**Text section**

>>>

An Overview of Foreign Investment Laws and Policies in Malaysia


In Malaysia, there is no overarching regulatory body or set of laws governing all foreign investments. Instead, laws regarding foreign investment in Malaysia are specific to each sector and overseen by relevant regulatory bodies.

Generally, these laws take the form of limitations on foreign ownership or representation on boards of directors. Typically, foreign investment in various sectors is subject to typical local participation requirements, including:


  • Mandating a minimum or majority equity ownership by locals (bumiputera), the indigenous ethnic group.


  • Requiring the appointment of a local Malaysian or bumiputera individual to the board of directors;


The allowable percentage of equity ownership for foreign investors varies across different sectors. The Malaysian government implements local participation requirements as part of its nation-building strategy, aiming to facilitate the transfer of knowledge, expertise, and technology from established foreign entities to local Malaysians and bumiputera businesses.


Despite Malaysia's generally favorable stance towards foreign investors, there are specific restrictions and prohibitions on engaging in business with investors from certain countries. For instance, pursuant to the Direction on Dealings with Specified Persons and in Restricted Currency issued in accordance with the Financial Services Act 2013, Malaysia maintains a trade embargo against Israel, prohibiting any resident or non-resident in Malaysia from conducting transactions with Israel, its residents, or any entity directly or indirectly affiliated with Israel or its residents.

<<<

**Material provided**
>>>

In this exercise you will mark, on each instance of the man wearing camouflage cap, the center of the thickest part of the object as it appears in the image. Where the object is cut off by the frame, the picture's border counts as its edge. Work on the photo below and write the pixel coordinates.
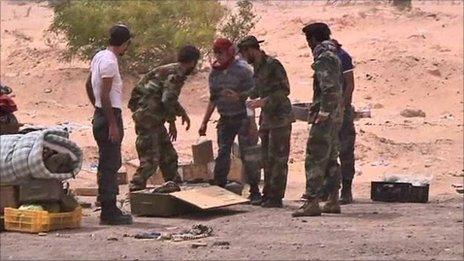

<<<

**The request**
In the overview of Malaysia's foreign investment laws, under which act was the Direction on Dealings with Specified Persons and in Restricted Currency issued?

**Task result**
The Financial Services Act 2013.